__What is needed__:
Tell me how many lines in the entries below contain the word "target"; reply with the number and nothing else.

__Information__:

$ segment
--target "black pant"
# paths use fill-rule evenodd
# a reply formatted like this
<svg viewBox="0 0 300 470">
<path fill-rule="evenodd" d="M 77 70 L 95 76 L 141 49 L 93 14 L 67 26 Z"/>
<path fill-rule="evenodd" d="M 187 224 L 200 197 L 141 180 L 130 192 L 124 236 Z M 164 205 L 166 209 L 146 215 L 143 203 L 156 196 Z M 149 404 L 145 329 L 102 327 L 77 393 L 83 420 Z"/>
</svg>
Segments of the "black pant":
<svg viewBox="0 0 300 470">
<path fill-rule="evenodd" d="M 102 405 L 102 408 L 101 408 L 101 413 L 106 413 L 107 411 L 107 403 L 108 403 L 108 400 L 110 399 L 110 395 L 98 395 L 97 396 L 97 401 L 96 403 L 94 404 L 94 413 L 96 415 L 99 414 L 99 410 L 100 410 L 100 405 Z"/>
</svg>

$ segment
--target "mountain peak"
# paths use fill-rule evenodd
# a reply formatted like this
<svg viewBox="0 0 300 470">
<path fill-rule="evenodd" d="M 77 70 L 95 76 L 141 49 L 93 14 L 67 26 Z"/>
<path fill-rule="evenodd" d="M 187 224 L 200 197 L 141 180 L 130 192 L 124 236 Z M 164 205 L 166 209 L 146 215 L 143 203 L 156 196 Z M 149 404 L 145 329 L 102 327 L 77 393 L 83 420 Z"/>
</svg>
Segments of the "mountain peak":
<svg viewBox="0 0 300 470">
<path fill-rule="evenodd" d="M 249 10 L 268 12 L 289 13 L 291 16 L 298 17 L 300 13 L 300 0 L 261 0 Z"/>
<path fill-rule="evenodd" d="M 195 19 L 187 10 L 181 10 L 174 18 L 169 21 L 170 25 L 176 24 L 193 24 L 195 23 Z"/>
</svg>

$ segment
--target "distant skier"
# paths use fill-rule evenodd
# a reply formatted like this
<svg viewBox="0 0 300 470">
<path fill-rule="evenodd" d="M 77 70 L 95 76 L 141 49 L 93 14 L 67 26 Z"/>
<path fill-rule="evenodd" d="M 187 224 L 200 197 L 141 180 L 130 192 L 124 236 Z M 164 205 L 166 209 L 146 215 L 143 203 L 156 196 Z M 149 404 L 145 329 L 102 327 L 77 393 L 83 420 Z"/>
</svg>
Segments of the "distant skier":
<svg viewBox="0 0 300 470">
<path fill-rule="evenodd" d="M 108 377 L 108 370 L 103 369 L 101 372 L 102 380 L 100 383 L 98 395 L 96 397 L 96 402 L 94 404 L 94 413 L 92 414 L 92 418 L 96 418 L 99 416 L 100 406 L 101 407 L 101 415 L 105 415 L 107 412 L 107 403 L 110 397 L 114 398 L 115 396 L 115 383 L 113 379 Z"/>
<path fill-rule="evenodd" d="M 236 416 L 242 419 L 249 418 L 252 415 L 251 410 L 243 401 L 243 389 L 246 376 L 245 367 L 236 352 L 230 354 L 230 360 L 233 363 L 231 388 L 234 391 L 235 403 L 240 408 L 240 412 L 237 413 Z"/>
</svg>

__Task output__:
3